┌─ PROVIDED TEXT

People who disagree with health reform's mandate to purchase health insurance have another option for healthcare--sharing ministries--reports Stateline. The reform law exempts people from having to pay for conventional health insurance if they belong to a healthcare sharing ministry.
These faith-based alternatives to health insurance collect monthly contributions and distribute them to pay medical bills. Nationwide, about 100,000 people are part of these organizations.
Ministry members exchange more than $60 million annually to help one another cover healthcare costs, notes the Dallas Morning News. To qualify, members must share a common set of ethical or religious beliefs, and agree to lifestyle requirements such no smoking and moderate drinking.
Christian Care Ministry senses opportunity among religious opponents to reform, estimating 11 million Christians are not covered by an employer's insurance plan. "Our efforts are focused on getting the word out to people that there is an alternative for Christians to Obamacare," President Robert Baldwin told Stateline.
The reform law says the sharing ministry must be registered as a nonprofit and have existed since Dec. 31, 1999. Yet some state insurance commissioners say these unlicensed organizations function like insurance companies and advise consumers to do some research before joining.
''Our concern is that families will participate believing that they're purchasing health insurance when in fact what they're purchasing is little more than an aspiration," Michael McRaith, director of the Illinois Department of Insurance, told Stateline.
The nation's top three sharing ministries are Christian Care Ministry in Melbourne, Fla., Christian Healthcare Ministries in Barberton, Ohio, and Samaritan Ministries International in Peoria, Ill.
Legislation regarding sharing ministry regulation will be discussed this year in at least seven states--Arizona, Georgia, Indiana, Maine, Montana, North Carolina and South Carolina.

└─
┌─ PROVIDED MATERIAL

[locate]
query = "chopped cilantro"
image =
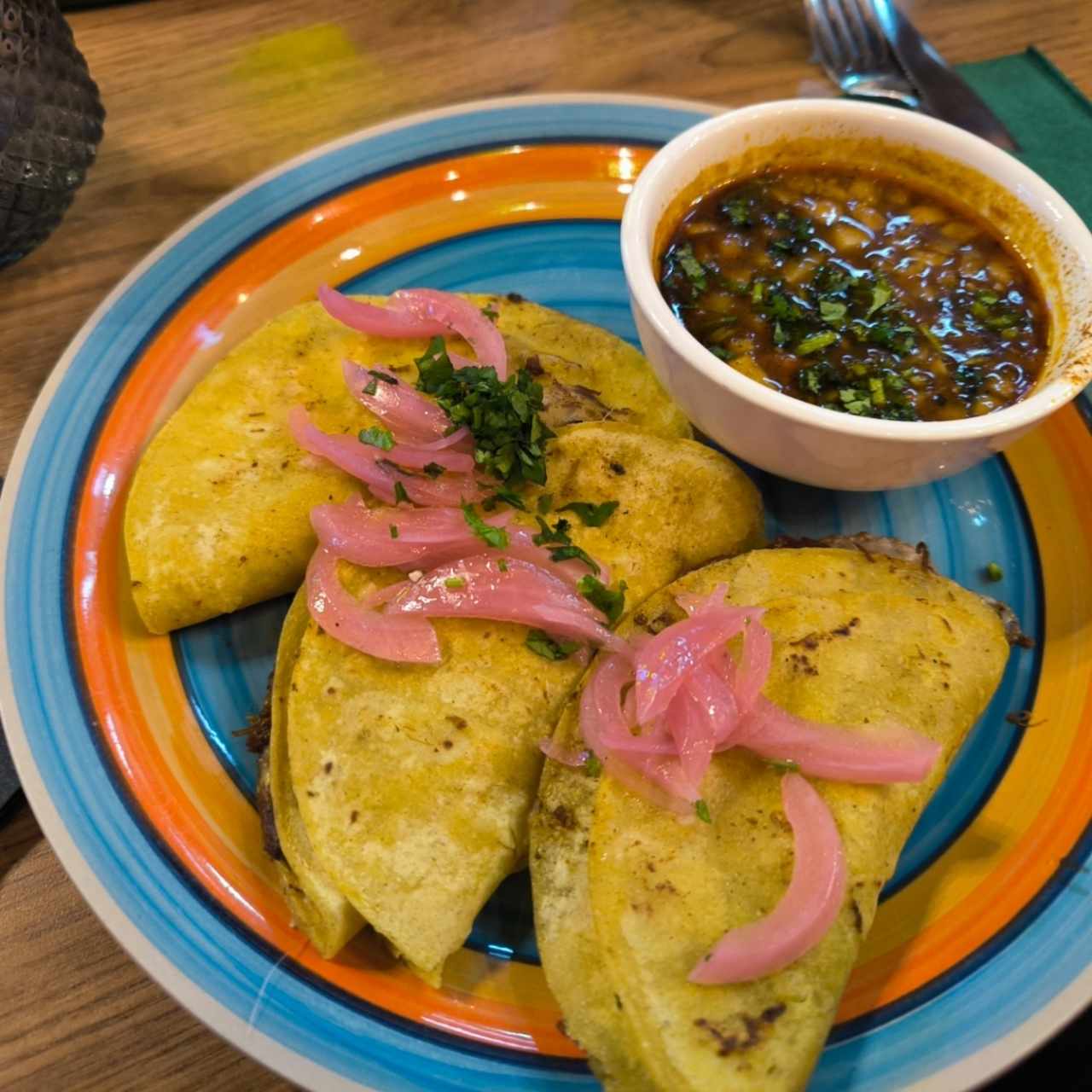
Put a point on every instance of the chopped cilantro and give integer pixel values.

└─

■ **WHAT TO PRODUCE**: Please explain, from the article on healthcare sharing ministries, why some state insurance commissioners tell consumers to do some research before joining one. Keep the answer to one to three sentences.

■ **ANSWER AREA**: These commissioners say the unlicensed organizations function like insurance companies. Michael McRaith, director of the Illinois Department of Insurance, worries that families will join believing they are purchasing health insurance when what they are actually purchasing is little more than an aspiration.